WHAT YOU SHOULD DO: Render the lines of every item below as a numbered list, leaving out any blank lines.

(Records from a point labeling set)
»»

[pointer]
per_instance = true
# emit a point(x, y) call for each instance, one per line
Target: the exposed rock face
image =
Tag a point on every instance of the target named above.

««

SOLUTION TO THIS PROBLEM:
1. [pointer]
2. per_instance = true
3. # emit a point(x, y) call for each instance, one per line
4. Target: the exposed rock face
5. image =
6. Tag a point on every instance of the target named above.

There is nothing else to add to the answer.